start Items

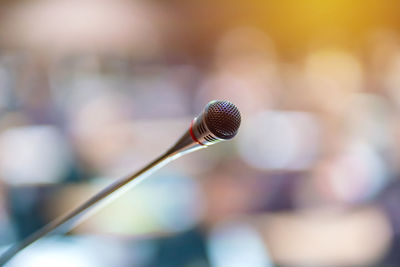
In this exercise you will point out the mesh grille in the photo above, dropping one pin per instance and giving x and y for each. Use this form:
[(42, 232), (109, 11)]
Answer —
[(222, 118)]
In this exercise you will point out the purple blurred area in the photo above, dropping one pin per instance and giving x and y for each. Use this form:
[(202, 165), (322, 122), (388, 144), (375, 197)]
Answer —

end Items

Objective:
Format the lines of the material from the line containing "In this exercise you will point out the purple" up to and including its last line as a JSON list of strings, one string per line, leaving out blank lines.

Response to this exercise:
[
  "In this exercise you will point out the purple blurred area in the photo above, dropping one pin per instance and giving x and y for each. Use this form:",
  "[(202, 165), (322, 122), (388, 144), (375, 197)]",
  "Answer —"
]